[What you will do]
Please write out the material that follows, exactly as it stands.

[Raw data]
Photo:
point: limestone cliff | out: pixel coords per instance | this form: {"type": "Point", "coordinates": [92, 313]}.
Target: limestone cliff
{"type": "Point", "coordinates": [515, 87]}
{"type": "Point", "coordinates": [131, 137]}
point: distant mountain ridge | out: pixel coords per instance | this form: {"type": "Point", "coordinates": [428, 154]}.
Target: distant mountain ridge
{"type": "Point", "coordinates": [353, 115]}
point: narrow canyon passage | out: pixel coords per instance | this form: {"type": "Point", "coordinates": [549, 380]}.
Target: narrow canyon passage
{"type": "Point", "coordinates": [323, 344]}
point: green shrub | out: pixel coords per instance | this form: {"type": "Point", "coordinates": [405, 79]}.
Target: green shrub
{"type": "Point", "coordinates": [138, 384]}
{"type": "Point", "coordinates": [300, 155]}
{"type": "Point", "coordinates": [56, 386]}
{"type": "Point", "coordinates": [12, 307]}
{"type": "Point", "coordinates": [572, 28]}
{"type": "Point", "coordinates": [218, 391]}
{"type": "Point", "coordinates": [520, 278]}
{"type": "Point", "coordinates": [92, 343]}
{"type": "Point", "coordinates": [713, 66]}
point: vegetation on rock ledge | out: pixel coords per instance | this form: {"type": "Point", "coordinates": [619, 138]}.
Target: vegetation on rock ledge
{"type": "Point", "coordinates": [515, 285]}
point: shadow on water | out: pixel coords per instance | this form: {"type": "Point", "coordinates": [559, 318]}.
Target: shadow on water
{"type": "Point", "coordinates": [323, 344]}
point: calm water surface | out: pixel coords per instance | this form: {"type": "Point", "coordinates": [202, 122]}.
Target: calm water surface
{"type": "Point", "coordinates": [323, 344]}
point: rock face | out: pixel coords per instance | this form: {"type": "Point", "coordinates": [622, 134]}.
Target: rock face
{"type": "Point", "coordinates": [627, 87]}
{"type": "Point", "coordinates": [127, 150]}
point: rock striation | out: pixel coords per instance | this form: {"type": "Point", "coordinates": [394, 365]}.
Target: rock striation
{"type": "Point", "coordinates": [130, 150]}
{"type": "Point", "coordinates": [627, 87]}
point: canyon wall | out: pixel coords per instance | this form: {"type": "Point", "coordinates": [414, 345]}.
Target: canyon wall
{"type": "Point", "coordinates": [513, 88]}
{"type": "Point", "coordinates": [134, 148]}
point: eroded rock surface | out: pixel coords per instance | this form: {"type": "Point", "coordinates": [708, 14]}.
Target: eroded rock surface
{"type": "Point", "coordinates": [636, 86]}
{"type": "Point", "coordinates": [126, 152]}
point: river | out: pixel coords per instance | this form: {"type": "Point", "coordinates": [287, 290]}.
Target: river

[Task output]
Photo:
point: limestone cliff | out: pixel coords per instance | this form: {"type": "Point", "coordinates": [92, 313]}.
Target: limestone cliff
{"type": "Point", "coordinates": [515, 87]}
{"type": "Point", "coordinates": [131, 137]}
point: distant mountain ridge | out: pixel coords per instance | this form: {"type": "Point", "coordinates": [428, 154]}.
Target: distant mountain ridge
{"type": "Point", "coordinates": [353, 115]}
point: narrow canyon passage | out: pixel coords per instance | this form: {"type": "Point", "coordinates": [549, 380]}.
Target: narrow canyon passage
{"type": "Point", "coordinates": [323, 344]}
point: green shrub | out: pixel coords per instance | this form: {"type": "Point", "coordinates": [405, 79]}.
Target: green shrub
{"type": "Point", "coordinates": [138, 384]}
{"type": "Point", "coordinates": [300, 155]}
{"type": "Point", "coordinates": [56, 386]}
{"type": "Point", "coordinates": [12, 307]}
{"type": "Point", "coordinates": [572, 28]}
{"type": "Point", "coordinates": [218, 391]}
{"type": "Point", "coordinates": [520, 278]}
{"type": "Point", "coordinates": [92, 343]}
{"type": "Point", "coordinates": [713, 66]}
point: vegetation on rock ledge | out: pixel coords per instance | this form: {"type": "Point", "coordinates": [619, 138]}.
Target: vegetation on rock ledge
{"type": "Point", "coordinates": [515, 285]}
point: shadow on water | out: pixel coords per instance | this form: {"type": "Point", "coordinates": [559, 318]}.
Target: shadow on water
{"type": "Point", "coordinates": [323, 344]}
point: calm water surface | out: pixel coords per instance | this form: {"type": "Point", "coordinates": [202, 122]}.
Target: calm water surface
{"type": "Point", "coordinates": [323, 344]}
point: rock face | out: pixel coords per instance | this form: {"type": "Point", "coordinates": [622, 134]}.
Target: rock face
{"type": "Point", "coordinates": [627, 87]}
{"type": "Point", "coordinates": [127, 150]}
point: rock striation | out: pixel coords per instance | this form: {"type": "Point", "coordinates": [394, 365]}.
Target: rock striation
{"type": "Point", "coordinates": [130, 150]}
{"type": "Point", "coordinates": [627, 87]}
point: canyon wall | out: pixel coords per instance | this form: {"type": "Point", "coordinates": [414, 345]}.
Target: canyon wall
{"type": "Point", "coordinates": [513, 88]}
{"type": "Point", "coordinates": [134, 148]}
point: eroded rock surface | out: pixel coords per instance | this form: {"type": "Point", "coordinates": [708, 14]}.
Target: eroded rock surface
{"type": "Point", "coordinates": [636, 86]}
{"type": "Point", "coordinates": [126, 152]}
point: river | out: pixel coords per instance | this form: {"type": "Point", "coordinates": [287, 290]}.
Target: river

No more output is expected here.